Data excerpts
....
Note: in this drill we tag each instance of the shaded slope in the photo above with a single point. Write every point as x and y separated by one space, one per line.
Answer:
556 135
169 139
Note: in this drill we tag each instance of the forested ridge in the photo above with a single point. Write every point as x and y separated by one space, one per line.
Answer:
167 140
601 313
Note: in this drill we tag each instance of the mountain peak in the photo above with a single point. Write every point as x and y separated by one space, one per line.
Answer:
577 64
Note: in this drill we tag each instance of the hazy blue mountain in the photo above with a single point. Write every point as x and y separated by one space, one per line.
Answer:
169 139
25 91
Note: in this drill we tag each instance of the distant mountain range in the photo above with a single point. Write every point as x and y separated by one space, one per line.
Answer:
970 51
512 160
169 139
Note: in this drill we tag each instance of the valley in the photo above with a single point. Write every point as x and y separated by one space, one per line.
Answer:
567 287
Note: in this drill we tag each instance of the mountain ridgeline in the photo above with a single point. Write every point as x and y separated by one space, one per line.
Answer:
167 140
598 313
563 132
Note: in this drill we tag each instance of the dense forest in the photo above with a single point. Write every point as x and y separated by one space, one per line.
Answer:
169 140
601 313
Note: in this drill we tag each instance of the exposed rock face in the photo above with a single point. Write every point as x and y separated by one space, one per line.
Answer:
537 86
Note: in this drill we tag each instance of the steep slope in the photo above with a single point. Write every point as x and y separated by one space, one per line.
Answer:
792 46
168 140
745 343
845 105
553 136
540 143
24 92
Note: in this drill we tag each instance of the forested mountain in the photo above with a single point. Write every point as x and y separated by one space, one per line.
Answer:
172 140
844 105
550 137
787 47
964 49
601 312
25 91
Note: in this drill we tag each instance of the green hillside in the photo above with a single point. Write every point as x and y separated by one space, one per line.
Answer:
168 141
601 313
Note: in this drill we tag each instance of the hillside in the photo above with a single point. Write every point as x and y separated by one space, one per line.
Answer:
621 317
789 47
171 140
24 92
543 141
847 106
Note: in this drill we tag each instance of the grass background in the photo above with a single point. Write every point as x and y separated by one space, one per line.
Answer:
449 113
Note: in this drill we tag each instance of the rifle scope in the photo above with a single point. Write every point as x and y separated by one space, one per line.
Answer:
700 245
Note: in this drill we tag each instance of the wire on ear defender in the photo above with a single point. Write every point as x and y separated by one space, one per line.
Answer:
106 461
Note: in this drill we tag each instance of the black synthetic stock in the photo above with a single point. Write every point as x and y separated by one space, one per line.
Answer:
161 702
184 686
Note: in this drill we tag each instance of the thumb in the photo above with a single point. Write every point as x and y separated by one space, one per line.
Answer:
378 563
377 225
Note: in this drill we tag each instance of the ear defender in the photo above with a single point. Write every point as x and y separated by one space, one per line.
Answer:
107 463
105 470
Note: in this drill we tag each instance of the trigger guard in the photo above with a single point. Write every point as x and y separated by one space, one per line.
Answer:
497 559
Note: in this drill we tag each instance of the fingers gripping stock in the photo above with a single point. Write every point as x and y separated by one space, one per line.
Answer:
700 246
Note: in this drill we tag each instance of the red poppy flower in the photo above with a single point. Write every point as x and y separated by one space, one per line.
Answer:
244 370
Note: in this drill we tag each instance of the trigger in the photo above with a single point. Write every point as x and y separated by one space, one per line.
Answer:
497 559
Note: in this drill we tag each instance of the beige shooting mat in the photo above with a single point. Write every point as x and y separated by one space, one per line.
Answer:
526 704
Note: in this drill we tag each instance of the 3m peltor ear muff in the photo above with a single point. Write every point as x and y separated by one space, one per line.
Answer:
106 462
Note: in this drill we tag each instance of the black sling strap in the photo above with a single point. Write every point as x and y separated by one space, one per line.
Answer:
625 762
....
> [Task to complete]: When you reach the line containing "the trigger in" in the data above, retype it and each line after it through the final one, exactly as written.

> [Task output]:
Note: in this drill we tag each instance of the trigger in the photo above with a single point. Write every point as x and y separated by one space, one per line.
Answer:
497 559
Note: in this drill we tag each instance of the beige shooting mat in the photo above with a single point. Write every point as x and y separated by one space, one per line.
Answer:
526 704
Note: in this drill we tag each instance of the 3m peltor ear muff in the photo above with a single point. Write every point as x and y separated by one space, one per line.
Answer:
106 462
Note: in this drill we tag each instance of the black sling strap in the photo above with a single point. Write every point as x and y separated by one space, one per line.
Answer:
625 762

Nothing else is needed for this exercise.